A quick guide on how to migrate your Debian 13 (Trixie) system from NVIDIA to AMD GPU.
⚠️ Disclaimer:
Use this guide at your own risk.
Make sure to back up your system first!
(Personally, I use Rescuezilla to generate a whole snapshot of my drive.)
0. How did I end up here?
Approximately one year ago I made a post on how to install NVIDIA drivers on Debian 12. Seems a bit odd that I’m showing you how to switch from NVIDIA to AMD now. To clarify things first – I was totally satisfied with my setup after setting up the proprietary NVIDIA drivers properly. Occasional gaming was working, as well as some local LLM inference.
However, I recently got the chance to buy an used AMD GPU at a very fair price from a friend of mine. I was tempted to see the performance increase from 6GB to 16GB VRAM for my local LLM inference. Besides that, I have heard that AMD GPUs are just a bit better suited for gaming on Linux. It sounds a bit like I’m selling this upgrade to myself, but it was really a performance jump worth investing in.
1. Preparation – Boot with the AMD GPU
The good thing is that Debian already comes with some AMD drivers installed. To start the migration you just need to swap the GPUs – the rest will be done after the first boot.
2. Remove all NVIDIA packages
To start off, we will remove all NVIDIA packages and related configuration files:
sudo apt purge '^nvidia.*'
After this, we want to clean up orphan dependencies with:
💡 Pro Tip: use the
--dry-runflag to first check what would be auto-removed.
sudo apt autoremove --purge
Verify that no NVIDIA package is left:
dpkg -l | grep -i nvidia
You will probably still see some packages listed. However, we need to differentiate now depending on the status code of the package:
ii– package installedrc– package removed, but config file still remaining
Ideally, you should only see the rc status codes.

— Given entries —

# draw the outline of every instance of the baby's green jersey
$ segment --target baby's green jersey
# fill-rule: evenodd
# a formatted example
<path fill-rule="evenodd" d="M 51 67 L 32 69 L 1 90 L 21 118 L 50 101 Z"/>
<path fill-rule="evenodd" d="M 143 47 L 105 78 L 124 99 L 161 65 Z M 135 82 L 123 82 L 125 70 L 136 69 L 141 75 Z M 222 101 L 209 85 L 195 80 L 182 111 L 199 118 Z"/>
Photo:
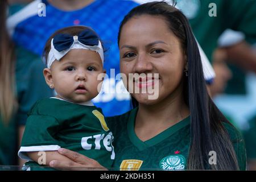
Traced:
<path fill-rule="evenodd" d="M 190 117 L 143 142 L 134 132 L 137 110 L 138 108 L 134 109 L 123 115 L 106 118 L 115 136 L 114 169 L 185 169 L 191 141 Z M 232 125 L 224 125 L 232 140 L 240 168 L 245 170 L 245 148 L 241 135 Z M 210 154 L 209 159 L 214 164 L 214 159 L 210 159 L 212 153 Z"/>
<path fill-rule="evenodd" d="M 55 98 L 38 101 L 28 114 L 19 156 L 31 160 L 27 152 L 56 151 L 62 147 L 111 167 L 115 158 L 114 137 L 101 113 L 94 106 Z"/>

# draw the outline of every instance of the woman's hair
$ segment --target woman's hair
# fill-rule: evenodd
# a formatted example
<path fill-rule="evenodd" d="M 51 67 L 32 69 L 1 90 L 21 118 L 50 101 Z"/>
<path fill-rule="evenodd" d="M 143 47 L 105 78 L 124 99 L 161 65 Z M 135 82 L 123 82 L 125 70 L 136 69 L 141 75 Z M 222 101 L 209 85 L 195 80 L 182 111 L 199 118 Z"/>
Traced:
<path fill-rule="evenodd" d="M 179 39 L 186 52 L 188 76 L 184 76 L 184 97 L 191 112 L 191 143 L 188 169 L 239 169 L 236 155 L 222 122 L 231 125 L 209 97 L 204 78 L 200 55 L 188 21 L 183 14 L 164 2 L 153 2 L 134 8 L 121 22 L 122 28 L 131 18 L 142 15 L 160 16 Z M 138 102 L 131 97 L 134 107 Z M 209 165 L 208 154 L 214 151 L 217 165 Z"/>
<path fill-rule="evenodd" d="M 54 38 L 54 36 L 58 34 L 69 34 L 71 36 L 75 36 L 75 35 L 79 35 L 79 34 L 82 31 L 87 29 L 90 29 L 92 31 L 95 33 L 95 34 L 97 35 L 95 31 L 92 30 L 92 28 L 82 26 L 71 26 L 68 27 L 65 27 L 61 29 L 60 29 L 59 30 L 57 30 L 56 32 L 55 32 L 47 40 L 46 43 L 46 46 L 44 48 L 44 51 L 43 52 L 43 57 L 44 58 L 45 61 L 46 65 L 47 65 L 47 58 L 48 58 L 48 55 L 49 54 L 49 52 L 51 50 L 51 42 L 52 41 L 52 38 Z M 98 38 L 100 37 L 98 36 Z M 101 43 L 101 45 L 102 46 L 102 48 L 104 49 L 104 47 L 103 46 L 102 41 L 100 40 L 100 41 Z"/>
<path fill-rule="evenodd" d="M 14 44 L 6 28 L 7 0 L 0 1 L 0 117 L 7 125 L 18 106 L 15 98 Z"/>

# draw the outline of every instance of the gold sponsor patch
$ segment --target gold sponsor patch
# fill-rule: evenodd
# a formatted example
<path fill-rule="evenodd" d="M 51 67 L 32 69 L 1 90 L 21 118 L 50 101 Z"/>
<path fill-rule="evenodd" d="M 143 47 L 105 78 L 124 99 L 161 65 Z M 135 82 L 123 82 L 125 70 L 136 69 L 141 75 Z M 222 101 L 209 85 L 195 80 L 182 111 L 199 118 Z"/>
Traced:
<path fill-rule="evenodd" d="M 109 129 L 108 127 L 106 122 L 105 121 L 104 116 L 97 110 L 93 110 L 92 113 L 98 120 L 100 120 L 102 129 L 106 131 L 109 131 Z"/>
<path fill-rule="evenodd" d="M 123 160 L 120 165 L 120 171 L 139 171 L 143 162 L 136 159 Z"/>

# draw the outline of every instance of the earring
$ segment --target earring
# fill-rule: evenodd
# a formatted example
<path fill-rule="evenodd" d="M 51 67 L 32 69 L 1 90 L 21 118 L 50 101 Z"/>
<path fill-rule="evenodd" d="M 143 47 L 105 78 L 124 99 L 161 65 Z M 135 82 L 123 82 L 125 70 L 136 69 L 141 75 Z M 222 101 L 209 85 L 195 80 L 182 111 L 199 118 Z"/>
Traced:
<path fill-rule="evenodd" d="M 185 76 L 188 76 L 188 70 L 185 69 L 184 71 Z"/>

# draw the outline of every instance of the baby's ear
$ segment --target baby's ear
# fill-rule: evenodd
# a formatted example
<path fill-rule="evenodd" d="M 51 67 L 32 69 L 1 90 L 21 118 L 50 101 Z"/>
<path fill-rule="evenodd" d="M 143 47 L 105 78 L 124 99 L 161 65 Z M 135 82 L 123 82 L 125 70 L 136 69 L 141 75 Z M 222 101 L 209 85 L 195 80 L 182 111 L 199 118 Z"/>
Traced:
<path fill-rule="evenodd" d="M 44 68 L 43 73 L 46 83 L 51 89 L 53 89 L 54 83 L 52 80 L 52 75 L 51 69 L 49 68 Z"/>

— Task list —
(1) According to the guide on moving Debian 13 from NVIDIA to AMD, which tool does the author use to take a snapshot of the whole drive?
(2) Pick up the Debian NVIDIA-to-AMD migration guide after its final sentence and keep writing it.

— Task results —
(1) Rescuezilla

(2)
To finally remove the remaining config files run:
sudo dpkg -P $(dpkg -l | awk '/^rc/ && /nvidia/ {print $2}')
3. Remove NVIDIA Xorg configuration (mandatory if nvidia-xconfig was used before)
sudo rm -f /etc/X11/xorg.conf
sudo rm -rf /etc/X11/xorg.conf.d/10-nvidia.conf
These files are often created by nvidia-xconfig and can block the AMD driver.
4. Remove Nouveau blacklist (if present)
grep -R nouveau /etc/modprobe.d/
If you find a file such as nvidia-blacklists-nouveau.conf, delete it:
sudo rm /etc/modprobe.d/nvidia-blacklists-nouveau.conf
5. Install AMD firmware and drivers
Ensure non‑free‑firmware is enabled in /etc/apt/sources.list.d/YOUR_EXISTING_FILENAME.sources:
Types: deb
URIs: http://deb.debian.org/debian/
Suites: trixie
Components: main non-free-firmware non-free contrib
Signed-By: /usr/share/keyrings/debian-archive-keyring.gpg
Types: deb
URIs: http://deb.debian.org/debian/
Suites: trixie-updates
Components: main non-free-firmware non-free contrib
Signed-By: /usr/share/keyrings/debian-archive-keyring.gpg
(This should already be the case, since proprietary NVIDIA drivers were installed before.)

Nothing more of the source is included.